**Provided passage:**
>> BEGIN
Egnew is another person who has had a breakout spring. We'll just have to see if it translates to the fall this time.
Okay, time for the question mark. While Mizzou returns Hoch, Fisher and Barnes, they have to replace one starting guard (Kurtis Gregory), and the other one left something to be desired at times. I'll say this right out front: I do not know nearly as much about the inner workings of offensive line play -- I just know that if I notice you on the line, chances are it's because you screwed something up. Who are the two linemen I noticed most in 2009? Gregory and Austin Wuebbels. Guard play was underwhelming, and whether it was because of youth (for Wuebbels, at least), or the slightly new blocking schemes, or whatever, it was what it was, and fixing this issue could be as important as any other issue on the table for 2010.
Wuebbels will enter 2010 as the obvious leader for one of two starting guard positions, but I honestly don't think there's a competition for just Gregory's replacement spot at right guard -- I think a solid spring from one of the players below could result in two new starters on the line.
Wuebbels has missed a decent portion of the spring due to, I believe, back spasms.
The next step for Agent Aldon Smith: consistency. He had 3.0 tackles for loss (one sack) against Illinois, 4.0 tackles for loss (two sacks) and 11 solo tackles against Texas, and 4.0 tackles for loss (three sacks) against Colorado ... and just 7.5 total tackles (2.0 for loss) in the final three games of the season. Teams, I think, started figuring out his tendencies a little bit (that's what usually happens) and better knew how to handle him. It was possible to take him out of games if you knew how. If Smith wants to take the step from good (and sometimes really good) to great, he has to absorb the lessons from the bad games, figuring out how to read situations better and learning more moves. If he does learn and grow ... holy moly. He has already become Mizzou's latest great end named Smith (joining Justin and Brian), but with three years of eligibility left (good luck keeping him that long if he continues to improve), he's still got quite a bit of blank canvas left -- he could leave the other Smiths in the dust when all is said and done.
So far so good from the consistency standpoint ... at least in spring ball. We'll see what double- and triple-teams he begins to see this fall.
Two players with completely different athletic resumes -- George White was a big linebacker who took the Lorenzo Williams route from LB to DE to DT, Jimmy Burge was recruited as a DT and is built to be just that. They took turns edging past each other on the depth chart this year, with White taking the lead, then getting briefly surpassed by Burge, but they registered just one box-score worthy play between the two of them. ... It would help Mizzou significantly if one of these two players (I really don't care which, though it would be fun having a contributor with crazy blonde hair) raised their game this spring. At least one of them will be on the two-deep just by default, but if one could actually seize playing time instead of stumbling across it, I'll feel much better about the DT depth.
With Marvin Foster missing the spring due to (another) freak injury, White and Burge have both gotten plenty of reps with the first- and second-strings. From what we can gather, neither has done just a ton with it.
>> END
**Given task 1:** Reproduce the part of the Mizzou football text starting with "Egnew is another" and going on through "table for 2010.".
This listing is unrelated to the Mizzou football text.

(Rows from a box labeling dataset)
>> BEGIN
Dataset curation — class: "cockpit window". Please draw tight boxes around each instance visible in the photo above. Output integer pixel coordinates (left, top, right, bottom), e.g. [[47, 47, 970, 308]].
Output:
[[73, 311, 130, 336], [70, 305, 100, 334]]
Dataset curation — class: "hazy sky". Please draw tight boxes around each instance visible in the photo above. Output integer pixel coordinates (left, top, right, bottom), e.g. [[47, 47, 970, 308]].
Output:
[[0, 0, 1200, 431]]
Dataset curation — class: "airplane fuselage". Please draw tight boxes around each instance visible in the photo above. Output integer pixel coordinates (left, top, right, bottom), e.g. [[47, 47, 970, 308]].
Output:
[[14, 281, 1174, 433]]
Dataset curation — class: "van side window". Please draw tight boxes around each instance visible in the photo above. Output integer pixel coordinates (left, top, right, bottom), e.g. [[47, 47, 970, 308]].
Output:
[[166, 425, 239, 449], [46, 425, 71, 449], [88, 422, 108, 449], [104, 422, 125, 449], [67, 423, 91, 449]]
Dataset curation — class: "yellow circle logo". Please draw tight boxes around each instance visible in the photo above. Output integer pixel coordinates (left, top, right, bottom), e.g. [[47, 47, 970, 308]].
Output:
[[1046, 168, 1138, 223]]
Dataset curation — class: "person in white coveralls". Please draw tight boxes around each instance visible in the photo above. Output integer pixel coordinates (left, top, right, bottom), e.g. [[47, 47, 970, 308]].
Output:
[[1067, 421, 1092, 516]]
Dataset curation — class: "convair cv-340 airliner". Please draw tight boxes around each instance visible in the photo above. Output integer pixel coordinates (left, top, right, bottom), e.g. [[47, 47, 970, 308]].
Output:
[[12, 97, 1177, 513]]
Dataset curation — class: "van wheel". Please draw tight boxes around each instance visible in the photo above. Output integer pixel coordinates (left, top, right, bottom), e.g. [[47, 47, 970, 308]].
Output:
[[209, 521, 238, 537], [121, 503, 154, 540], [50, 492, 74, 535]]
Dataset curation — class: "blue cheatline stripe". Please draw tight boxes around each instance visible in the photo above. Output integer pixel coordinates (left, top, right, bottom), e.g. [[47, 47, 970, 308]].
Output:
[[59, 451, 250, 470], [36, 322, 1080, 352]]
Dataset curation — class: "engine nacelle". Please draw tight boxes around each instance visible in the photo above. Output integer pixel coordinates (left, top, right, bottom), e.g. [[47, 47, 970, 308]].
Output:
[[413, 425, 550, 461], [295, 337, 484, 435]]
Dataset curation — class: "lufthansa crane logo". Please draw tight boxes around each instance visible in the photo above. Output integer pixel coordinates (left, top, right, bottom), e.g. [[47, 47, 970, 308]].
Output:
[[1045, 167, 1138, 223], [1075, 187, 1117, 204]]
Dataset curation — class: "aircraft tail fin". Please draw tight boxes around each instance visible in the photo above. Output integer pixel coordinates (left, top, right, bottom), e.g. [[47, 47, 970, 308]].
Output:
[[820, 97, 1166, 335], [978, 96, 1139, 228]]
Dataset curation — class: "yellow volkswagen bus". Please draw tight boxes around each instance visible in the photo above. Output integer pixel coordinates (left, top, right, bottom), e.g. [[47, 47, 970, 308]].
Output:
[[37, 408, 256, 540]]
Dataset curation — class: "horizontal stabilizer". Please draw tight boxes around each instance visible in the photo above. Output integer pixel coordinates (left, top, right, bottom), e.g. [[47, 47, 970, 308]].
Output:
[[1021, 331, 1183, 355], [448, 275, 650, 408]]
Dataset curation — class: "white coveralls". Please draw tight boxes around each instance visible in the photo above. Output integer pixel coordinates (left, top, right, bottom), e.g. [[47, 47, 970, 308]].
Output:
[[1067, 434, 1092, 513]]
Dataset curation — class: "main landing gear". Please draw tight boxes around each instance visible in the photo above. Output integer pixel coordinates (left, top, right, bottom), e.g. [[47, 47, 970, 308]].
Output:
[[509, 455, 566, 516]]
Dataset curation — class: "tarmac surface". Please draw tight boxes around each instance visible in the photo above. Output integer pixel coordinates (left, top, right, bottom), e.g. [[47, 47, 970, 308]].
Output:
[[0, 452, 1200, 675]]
>> END
**Given task 2:** Rewrite the listing lines starting at the beginning of the listing and going on through the line with "423, 91, 449]]", replacing "tight boxes" with "snug boxes" and leaving everything else unchanged.

**Worked answer 1:**
Egnew is another person who has had a breakout spring. We'll just have to see if it translates to the fall this time.
Okay, time for the question mark. While Mizzou returns Hoch, Fisher and Barnes, they have to replace one starting guard (Kurtis Gregory), and the other one left something to be desired at times. I'll say this right out front: I do not know nearly as much about the inner workings of offensive line play -- I just know that if I notice you on the line, chances are it's because you screwed something up. Who are the two linemen I noticed most in 2009? Gregory and Austin Wuebbels. Guard play was underwhelming, and whether it was because of youth (for Wuebbels, at least), or the slightly new blocking schemes, or whatever, it was what it was, and fixing this issue could be as important as any other issue on the table for 2010.

**Worked answer 2:**
Dataset curation — class: "cockpit window". Please draw snug boxes around each instance visible in the photo above. Output integer pixel coordinates (left, top, right, bottom), e.g. [[47, 47, 970, 308]].
Output:
[[73, 311, 130, 336], [70, 305, 100, 334]]
Dataset curation — class: "hazy sky". Please draw snug boxes around each instance visible in the photo above. Output integer pixel coordinates (left, top, right, bottom), e.g. [[47, 47, 970, 308]].
Output:
[[0, 0, 1200, 431]]
Dataset curation — class: "airplane fuselage". Please draw snug boxes around each instance visible in the photo above. Output integer pixel coordinates (left, top, right, bottom), e.g. [[47, 47, 970, 308]].
Output:
[[14, 281, 1174, 433]]
Dataset curation — class: "van side window". Please draw snug boxes around each instance visible in the photo above. Output integer pixel coordinates (left, top, right, bottom), e.g. [[47, 47, 970, 308]].
Output:
[[166, 425, 239, 449], [46, 425, 71, 449], [88, 422, 108, 449], [104, 422, 125, 449], [67, 423, 91, 449]]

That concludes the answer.